> _What the task requires_: Can you transcribe the data exactly? Leave the pictures out.

==*==

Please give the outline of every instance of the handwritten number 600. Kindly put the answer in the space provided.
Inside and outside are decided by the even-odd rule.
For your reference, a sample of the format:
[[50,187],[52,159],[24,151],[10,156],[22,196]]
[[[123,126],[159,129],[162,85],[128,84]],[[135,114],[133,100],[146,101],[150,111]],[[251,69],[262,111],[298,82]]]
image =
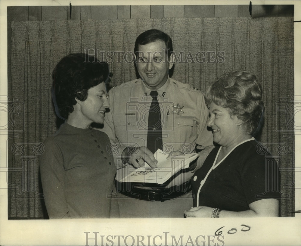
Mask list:
[[[242,232],[247,232],[248,231],[250,231],[251,229],[251,227],[249,226],[247,226],[245,225],[241,225],[241,226],[245,226],[247,228],[247,229],[244,229],[244,228],[241,228],[241,231]],[[220,228],[217,229],[216,231],[214,233],[216,236],[219,236],[221,235],[222,233],[223,232],[222,231],[220,231],[222,228],[223,228],[225,226],[222,226]],[[229,230],[228,231],[228,234],[234,234],[237,231],[237,230],[236,228],[232,228],[231,230]]]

==*==

> _Solution to this task_:
Please give the outline of every instance of the handwritten number 600. Kindly put the answer in the space provided.
Inside and outside are decided by the even-odd rule.
For your reference, a sample of the format:
[[50,187],[52,159],[24,151],[10,156],[22,196]]
[[[123,126],[159,129],[162,85],[128,84]],[[135,114],[133,100],[146,101],[150,111]],[[251,69],[262,111],[298,82]]]
image =
Mask list:
[[[242,232],[247,232],[248,231],[250,231],[251,229],[251,227],[249,226],[247,226],[245,225],[241,225],[241,226],[245,226],[247,228],[247,229],[244,229],[244,228],[241,228],[241,231]],[[220,228],[217,229],[216,231],[214,233],[216,236],[219,236],[221,235],[222,233],[223,232],[222,231],[220,231],[222,228],[223,228],[225,226],[222,226]],[[229,230],[228,231],[228,234],[234,234],[237,231],[237,230],[236,228],[232,228],[231,230]]]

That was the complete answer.